# [Work instructions]
In the article below about the film Clifton Hill, what fake production name was used on set?

# [Excerpt]
# # # # #

TIFF 2019: Clifton Hill, the movie Niagara Falls doesn’t want you to see

Director Albert Shin explores the tourist town's underbelly during the off-season in a thriller starring Tuppence Middleton and Hannah Gross


CLIFTON HILL directed by Albert Shin, written by Shin and James Schultz, with Tuppence Middleton, Hannah Gross, David Cronenberg and Eric Johnson. 100 minutes. See listing. Sep 5, Ryerson, 9 pm Sep 9, Scotiabank, 10 pm. tiff.net.


It’s December in Niagara Falls. There are grey skies, periodic snow squalls and not very many tourists.

We’re at the Flying Saucer, a UFO-themed restaurant where Toronto filmmaker Albert Shin is shooting a scene with Sense8 star Tuppence Middleton and Mindhunter’s Hannah Gross.

There’s a thin veil of secrecy around this particular production. Usually, I’m not allowed to tell anyone until the agreed-upon time what I witness on a movie or television set. This time, I’m barely allowed to acknowledge the movie’s existence.

The movie is Clifton Hill, named after the carnivalesque tourist trap opposite the Falls, with its midway, wax museums and SkyWheel. But if anyone asks, I’m on the set of Jane Of The Desert.

“We have a fake production name,” Middleton tells me during a scene change, “so [people] don’t think that it’s too much about the location.”

The real title, and the fact that Shin is making a film with Middleton and Gross, won’t be announced for another week, when the production gets the hell out of Niagara Falls.

“There were certain people in the city that would rather us not have been there,” says Shin, speaking to me months later at a Leslieville café. “We tried to be as low-key as possible.”

# # # # #

# [Entries supplied]
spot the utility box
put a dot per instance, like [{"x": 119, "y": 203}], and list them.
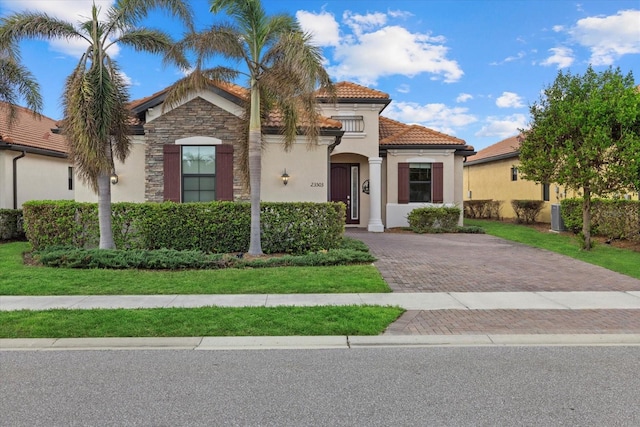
[{"x": 557, "y": 224}]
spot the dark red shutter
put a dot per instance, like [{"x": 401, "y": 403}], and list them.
[
  {"x": 403, "y": 182},
  {"x": 224, "y": 172},
  {"x": 171, "y": 172},
  {"x": 437, "y": 184}
]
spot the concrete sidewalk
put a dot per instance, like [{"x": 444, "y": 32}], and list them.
[{"x": 415, "y": 301}]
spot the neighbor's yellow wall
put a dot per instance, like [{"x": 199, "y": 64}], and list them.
[{"x": 492, "y": 180}]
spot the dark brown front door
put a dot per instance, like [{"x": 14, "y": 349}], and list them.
[{"x": 344, "y": 188}]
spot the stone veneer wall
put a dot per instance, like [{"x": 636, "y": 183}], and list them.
[{"x": 195, "y": 118}]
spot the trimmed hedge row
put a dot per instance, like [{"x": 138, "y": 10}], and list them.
[
  {"x": 434, "y": 220},
  {"x": 11, "y": 224},
  {"x": 612, "y": 218},
  {"x": 215, "y": 227}
]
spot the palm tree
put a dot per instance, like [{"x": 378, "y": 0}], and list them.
[
  {"x": 16, "y": 82},
  {"x": 95, "y": 95},
  {"x": 283, "y": 68}
]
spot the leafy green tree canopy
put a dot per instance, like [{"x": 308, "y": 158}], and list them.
[{"x": 585, "y": 135}]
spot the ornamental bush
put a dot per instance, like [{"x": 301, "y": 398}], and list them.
[
  {"x": 11, "y": 224},
  {"x": 215, "y": 227},
  {"x": 482, "y": 209},
  {"x": 527, "y": 210},
  {"x": 611, "y": 218},
  {"x": 434, "y": 220}
]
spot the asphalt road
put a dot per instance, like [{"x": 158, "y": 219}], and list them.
[{"x": 461, "y": 386}]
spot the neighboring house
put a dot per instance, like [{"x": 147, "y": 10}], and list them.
[
  {"x": 492, "y": 173},
  {"x": 380, "y": 168},
  {"x": 34, "y": 161}
]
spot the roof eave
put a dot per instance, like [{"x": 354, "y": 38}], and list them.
[{"x": 493, "y": 158}]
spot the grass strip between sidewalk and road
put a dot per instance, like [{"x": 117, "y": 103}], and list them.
[
  {"x": 203, "y": 321},
  {"x": 16, "y": 278},
  {"x": 615, "y": 259}
]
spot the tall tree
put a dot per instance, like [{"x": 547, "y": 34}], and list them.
[
  {"x": 585, "y": 135},
  {"x": 95, "y": 95},
  {"x": 283, "y": 70},
  {"x": 17, "y": 83}
]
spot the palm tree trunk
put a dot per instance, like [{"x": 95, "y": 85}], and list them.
[
  {"x": 586, "y": 219},
  {"x": 255, "y": 171},
  {"x": 104, "y": 212}
]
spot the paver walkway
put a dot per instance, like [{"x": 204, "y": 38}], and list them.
[{"x": 483, "y": 263}]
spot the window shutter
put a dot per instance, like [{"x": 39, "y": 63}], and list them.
[
  {"x": 171, "y": 172},
  {"x": 224, "y": 172},
  {"x": 437, "y": 184},
  {"x": 403, "y": 183}
]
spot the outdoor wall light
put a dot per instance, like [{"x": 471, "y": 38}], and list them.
[{"x": 285, "y": 177}]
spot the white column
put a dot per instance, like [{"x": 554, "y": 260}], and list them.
[{"x": 375, "y": 195}]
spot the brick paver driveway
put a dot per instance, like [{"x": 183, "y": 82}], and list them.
[{"x": 482, "y": 263}]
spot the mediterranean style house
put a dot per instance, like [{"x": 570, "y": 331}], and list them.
[
  {"x": 493, "y": 174},
  {"x": 34, "y": 161},
  {"x": 380, "y": 168}
]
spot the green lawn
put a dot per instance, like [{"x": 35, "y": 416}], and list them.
[
  {"x": 615, "y": 259},
  {"x": 19, "y": 279},
  {"x": 206, "y": 321}
]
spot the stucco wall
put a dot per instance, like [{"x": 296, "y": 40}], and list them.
[
  {"x": 306, "y": 166},
  {"x": 396, "y": 214},
  {"x": 38, "y": 178},
  {"x": 492, "y": 180}
]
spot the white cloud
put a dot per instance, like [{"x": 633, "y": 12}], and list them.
[
  {"x": 73, "y": 11},
  {"x": 373, "y": 48},
  {"x": 562, "y": 57},
  {"x": 609, "y": 37},
  {"x": 435, "y": 116},
  {"x": 509, "y": 100},
  {"x": 502, "y": 127},
  {"x": 404, "y": 88},
  {"x": 464, "y": 97},
  {"x": 323, "y": 26}
]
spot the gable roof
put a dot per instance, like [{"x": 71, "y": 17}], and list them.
[
  {"x": 394, "y": 133},
  {"x": 505, "y": 149},
  {"x": 31, "y": 132}
]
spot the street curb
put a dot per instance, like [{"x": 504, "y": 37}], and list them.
[{"x": 316, "y": 342}]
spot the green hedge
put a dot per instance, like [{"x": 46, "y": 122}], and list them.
[
  {"x": 434, "y": 220},
  {"x": 11, "y": 224},
  {"x": 216, "y": 227},
  {"x": 527, "y": 210},
  {"x": 612, "y": 218}
]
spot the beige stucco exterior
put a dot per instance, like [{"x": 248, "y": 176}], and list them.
[
  {"x": 39, "y": 177},
  {"x": 492, "y": 180}
]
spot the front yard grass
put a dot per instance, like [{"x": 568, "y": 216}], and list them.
[
  {"x": 195, "y": 322},
  {"x": 619, "y": 260},
  {"x": 16, "y": 278}
]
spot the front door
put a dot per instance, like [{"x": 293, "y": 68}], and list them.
[{"x": 344, "y": 188}]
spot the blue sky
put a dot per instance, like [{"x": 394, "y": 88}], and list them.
[{"x": 468, "y": 68}]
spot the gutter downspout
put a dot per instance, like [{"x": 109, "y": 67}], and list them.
[{"x": 15, "y": 178}]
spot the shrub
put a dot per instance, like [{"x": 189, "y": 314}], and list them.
[
  {"x": 216, "y": 227},
  {"x": 611, "y": 218},
  {"x": 11, "y": 224},
  {"x": 527, "y": 210},
  {"x": 169, "y": 259},
  {"x": 434, "y": 220},
  {"x": 482, "y": 209}
]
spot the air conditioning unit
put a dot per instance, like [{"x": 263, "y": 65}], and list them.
[{"x": 556, "y": 219}]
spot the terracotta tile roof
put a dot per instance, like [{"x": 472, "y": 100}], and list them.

# # # # #

# [In response]
Jane Of The Desert